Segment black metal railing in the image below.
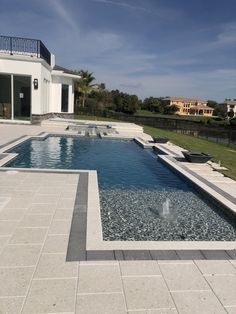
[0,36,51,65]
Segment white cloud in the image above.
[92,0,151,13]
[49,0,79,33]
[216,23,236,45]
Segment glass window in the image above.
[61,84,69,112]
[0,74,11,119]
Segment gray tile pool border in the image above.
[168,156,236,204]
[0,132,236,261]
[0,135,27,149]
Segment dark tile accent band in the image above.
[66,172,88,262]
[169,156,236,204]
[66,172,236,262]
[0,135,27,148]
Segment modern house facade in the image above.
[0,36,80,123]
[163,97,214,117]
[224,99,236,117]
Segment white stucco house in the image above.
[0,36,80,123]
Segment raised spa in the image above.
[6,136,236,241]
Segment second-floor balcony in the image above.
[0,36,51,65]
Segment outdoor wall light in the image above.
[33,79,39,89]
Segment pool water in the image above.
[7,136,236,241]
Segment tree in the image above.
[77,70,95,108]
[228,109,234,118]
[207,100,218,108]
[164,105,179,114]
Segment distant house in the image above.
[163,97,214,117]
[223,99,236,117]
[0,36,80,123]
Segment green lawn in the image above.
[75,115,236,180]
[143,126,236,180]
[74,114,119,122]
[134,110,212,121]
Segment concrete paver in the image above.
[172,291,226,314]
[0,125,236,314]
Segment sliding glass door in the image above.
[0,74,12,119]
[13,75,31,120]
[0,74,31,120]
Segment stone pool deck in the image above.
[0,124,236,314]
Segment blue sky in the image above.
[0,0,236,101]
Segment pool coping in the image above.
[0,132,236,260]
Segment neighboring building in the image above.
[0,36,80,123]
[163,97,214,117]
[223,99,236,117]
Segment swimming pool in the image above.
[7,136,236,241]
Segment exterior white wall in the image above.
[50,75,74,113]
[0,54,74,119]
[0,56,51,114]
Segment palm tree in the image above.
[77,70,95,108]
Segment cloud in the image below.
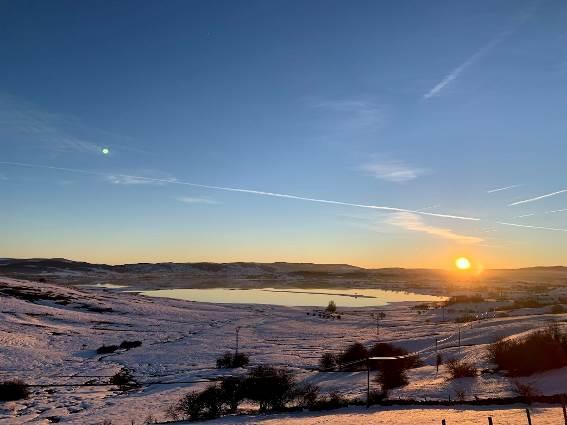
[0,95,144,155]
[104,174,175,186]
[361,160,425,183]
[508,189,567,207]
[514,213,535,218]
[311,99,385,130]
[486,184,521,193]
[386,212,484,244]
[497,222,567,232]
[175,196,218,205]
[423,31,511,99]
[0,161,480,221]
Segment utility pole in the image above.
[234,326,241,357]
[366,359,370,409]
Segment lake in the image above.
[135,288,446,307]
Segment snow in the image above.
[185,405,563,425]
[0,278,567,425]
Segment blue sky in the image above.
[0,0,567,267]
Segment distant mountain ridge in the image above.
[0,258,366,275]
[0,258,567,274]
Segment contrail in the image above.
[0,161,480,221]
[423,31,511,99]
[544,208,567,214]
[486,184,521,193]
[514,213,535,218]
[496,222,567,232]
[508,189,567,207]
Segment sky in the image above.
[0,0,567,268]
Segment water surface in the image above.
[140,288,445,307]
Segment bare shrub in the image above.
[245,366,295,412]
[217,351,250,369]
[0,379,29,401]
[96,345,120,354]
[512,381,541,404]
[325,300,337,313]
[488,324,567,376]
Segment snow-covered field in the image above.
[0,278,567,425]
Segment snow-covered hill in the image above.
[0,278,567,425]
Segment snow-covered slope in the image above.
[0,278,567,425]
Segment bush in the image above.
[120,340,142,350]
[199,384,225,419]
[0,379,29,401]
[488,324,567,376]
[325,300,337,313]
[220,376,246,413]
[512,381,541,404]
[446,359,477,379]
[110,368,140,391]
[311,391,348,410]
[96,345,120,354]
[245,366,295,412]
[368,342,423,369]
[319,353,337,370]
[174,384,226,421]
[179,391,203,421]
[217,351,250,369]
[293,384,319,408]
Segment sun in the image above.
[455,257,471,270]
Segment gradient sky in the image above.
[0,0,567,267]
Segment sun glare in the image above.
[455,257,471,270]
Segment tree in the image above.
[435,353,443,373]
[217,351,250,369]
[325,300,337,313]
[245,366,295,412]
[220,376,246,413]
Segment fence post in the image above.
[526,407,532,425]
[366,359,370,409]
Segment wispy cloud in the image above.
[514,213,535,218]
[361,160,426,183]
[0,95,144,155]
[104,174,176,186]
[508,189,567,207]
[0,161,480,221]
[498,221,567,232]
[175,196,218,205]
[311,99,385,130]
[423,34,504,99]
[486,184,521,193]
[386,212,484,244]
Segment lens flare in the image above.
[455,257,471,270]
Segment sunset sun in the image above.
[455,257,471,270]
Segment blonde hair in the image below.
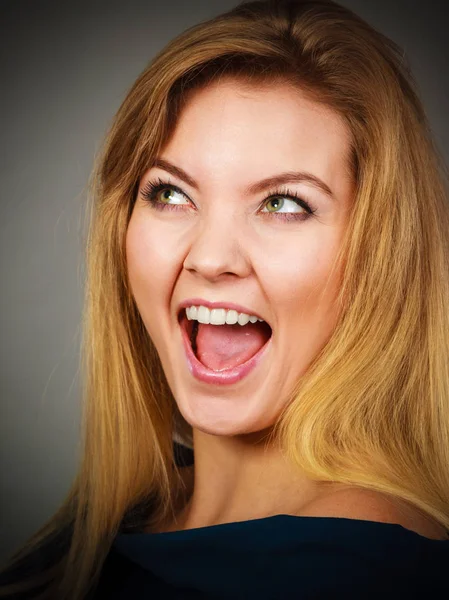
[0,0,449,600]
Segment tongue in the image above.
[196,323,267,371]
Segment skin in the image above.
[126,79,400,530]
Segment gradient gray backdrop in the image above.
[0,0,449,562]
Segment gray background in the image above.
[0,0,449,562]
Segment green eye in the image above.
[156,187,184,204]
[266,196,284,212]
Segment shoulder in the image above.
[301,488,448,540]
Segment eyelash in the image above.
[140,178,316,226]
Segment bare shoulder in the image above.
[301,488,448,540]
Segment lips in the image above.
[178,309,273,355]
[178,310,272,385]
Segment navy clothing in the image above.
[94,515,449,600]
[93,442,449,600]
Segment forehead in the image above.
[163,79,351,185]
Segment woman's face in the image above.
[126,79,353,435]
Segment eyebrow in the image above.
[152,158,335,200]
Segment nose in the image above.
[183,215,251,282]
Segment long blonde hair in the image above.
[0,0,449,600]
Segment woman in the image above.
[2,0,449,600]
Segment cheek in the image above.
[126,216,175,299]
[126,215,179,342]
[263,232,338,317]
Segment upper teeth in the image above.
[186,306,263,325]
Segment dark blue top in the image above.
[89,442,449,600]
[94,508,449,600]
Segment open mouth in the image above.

______________________________

- **YOUR GOAL**: Reproduce every line of the data above word for word and in the same order, leaving out the pictures.

- **EXERCISE RESULT**:
Segment black metal railing in the image below.
[0,36,51,65]
Segment white cloud in the image above.
[92,0,151,13]
[49,0,79,33]
[216,23,236,45]
Segment glass window in the image above.
[61,84,69,112]
[0,74,11,119]
Segment gray tile pool border in the image above.
[168,156,236,204]
[0,132,236,261]
[0,135,27,149]
Segment dark tile accent band in the image above.
[66,172,88,262]
[169,156,236,204]
[66,172,236,262]
[0,135,27,148]
Segment modern house facade in the image above.
[0,36,80,123]
[163,97,214,117]
[224,99,236,117]
Segment white stucco house in the image above.
[0,36,80,123]
Segment raised spa in the image above.
[6,136,236,241]
Segment second-floor balcony in the image above.
[0,36,51,65]
Segment outdoor wall light in the image above.
[33,79,39,89]
Segment pool water in the image above.
[7,136,236,241]
Segment tree in the image above.
[77,70,95,108]
[228,109,234,118]
[207,100,218,108]
[164,105,179,114]
Segment distant house in the image above.
[163,97,214,117]
[223,99,236,117]
[0,36,80,123]
Segment green lawn in the image above.
[75,115,236,180]
[143,126,236,180]
[74,114,119,122]
[134,110,212,121]
Segment concrete paver in the image above.
[172,291,226,314]
[0,125,236,314]
Segment sliding glass door in the image above.
[0,74,12,119]
[13,75,31,120]
[0,74,31,120]
Segment stone pool deck in the image above.
[0,124,236,314]
Segment blue sky in the image above.
[0,0,236,101]
Segment pool coping in the image above.
[0,132,236,260]
Segment neighboring building in the image above.
[0,36,80,123]
[163,97,214,117]
[223,99,236,117]
Segment swimming pool in the image above.
[7,136,236,241]
Segment exterior white wall in the image above.
[50,75,74,113]
[0,54,74,119]
[0,56,51,114]
Segment palm tree in the image above.
[77,70,95,108]
Segment cloud in the image below.
[0,95,144,155]
[104,174,175,186]
[361,160,425,183]
[508,189,567,207]
[514,213,535,218]
[311,99,385,130]
[486,184,521,193]
[386,212,484,244]
[497,222,567,232]
[175,196,218,205]
[423,31,511,99]
[0,161,480,221]
Segment utility pole in the image above.
[234,326,241,357]
[366,359,370,409]
Segment lake in the image above.
[135,288,446,307]
Segment snow in the image above.
[185,405,563,425]
[0,278,567,425]
Segment blue sky in the image above.
[0,0,567,267]
Segment distant mountain ridge in the image above.
[0,258,366,275]
[0,258,567,274]
Segment contrail in the image above.
[0,161,480,221]
[423,31,511,99]
[544,208,567,214]
[486,184,521,193]
[514,213,535,218]
[496,222,567,232]
[508,189,567,207]
Segment sky in the image above.
[0,0,567,268]
Segment water surface in the image above.
[140,288,445,307]
Segment bare shrub in the image above.
[245,366,295,412]
[217,351,250,369]
[0,379,29,401]
[96,345,120,354]
[512,381,541,404]
[325,300,337,313]
[488,324,567,376]
Segment snow-covered field in the image above.
[0,278,567,425]
Segment snow-covered hill in the image above.
[0,278,567,425]
Segment snow-covered slope in the image above.
[0,278,567,425]
Segment bush in the image above.
[120,340,142,350]
[199,384,225,419]
[0,379,29,401]
[488,324,567,376]
[325,300,337,313]
[220,376,246,413]
[512,381,541,404]
[446,359,477,379]
[110,368,140,391]
[311,391,348,410]
[96,345,120,354]
[245,366,295,412]
[368,342,423,369]
[319,353,337,370]
[174,384,226,421]
[179,391,203,421]
[217,351,250,369]
[293,384,319,408]
Segment sun in the image above.
[455,257,471,270]
Segment gradient sky in the image above.
[0,0,567,267]
Segment sun glare in the image above.
[455,257,471,270]
Segment tree in the image above.
[435,353,443,373]
[217,351,250,369]
[325,300,337,313]
[245,366,295,412]
[220,376,246,413]
Segment fence post in the image above.
[526,407,532,425]
[366,359,370,409]
Segment wispy cloud in the image above.
[514,213,535,218]
[361,160,426,183]
[0,95,144,155]
[104,174,176,186]
[508,189,567,207]
[0,161,480,221]
[498,221,567,232]
[175,196,218,205]
[311,99,385,130]
[423,34,504,99]
[486,184,521,193]
[386,212,484,244]
Segment lens flare in the image above.
[455,257,471,270]
Segment sunset sun in the image above.
[455,257,471,270]
Segment blonde hair in the image below.
[0,0,449,600]
Segment tongue in the image above.
[196,323,267,371]
Segment skin in the image above.
[126,79,400,530]
Segment gradient gray backdrop in the image above.
[0,0,449,562]
Segment gray background in the image above.
[0,0,449,562]
Segment green eye in the image above.
[156,187,184,204]
[266,196,284,212]
Segment shoulder in the image above.
[301,488,448,540]
Segment eyelash in the image above.
[140,178,316,226]
Segment bare shoulder in the image above.
[301,488,448,540]
Segment lips in the image above.
[178,309,273,355]
[178,310,272,385]
Segment navy clothing in the image above.
[94,515,449,600]
[93,442,449,600]
Segment forehead in the image above.
[163,79,351,185]
Segment woman's face in the image above.
[126,79,353,435]
Segment eyebrow in the image above.
[152,158,335,200]
Segment nose in the image above.
[183,215,251,282]
Segment long blonde hair in the image above.
[0,0,449,600]
Segment woman in the image above.
[2,0,449,600]
Segment cheek in the image above.
[126,216,175,299]
[126,215,179,342]
[263,232,338,317]
Segment upper teeth in the image above.
[186,306,263,325]
Segment dark blue top in the image above.
[89,442,449,600]
[94,508,449,600]
Segment open mouth in the image above.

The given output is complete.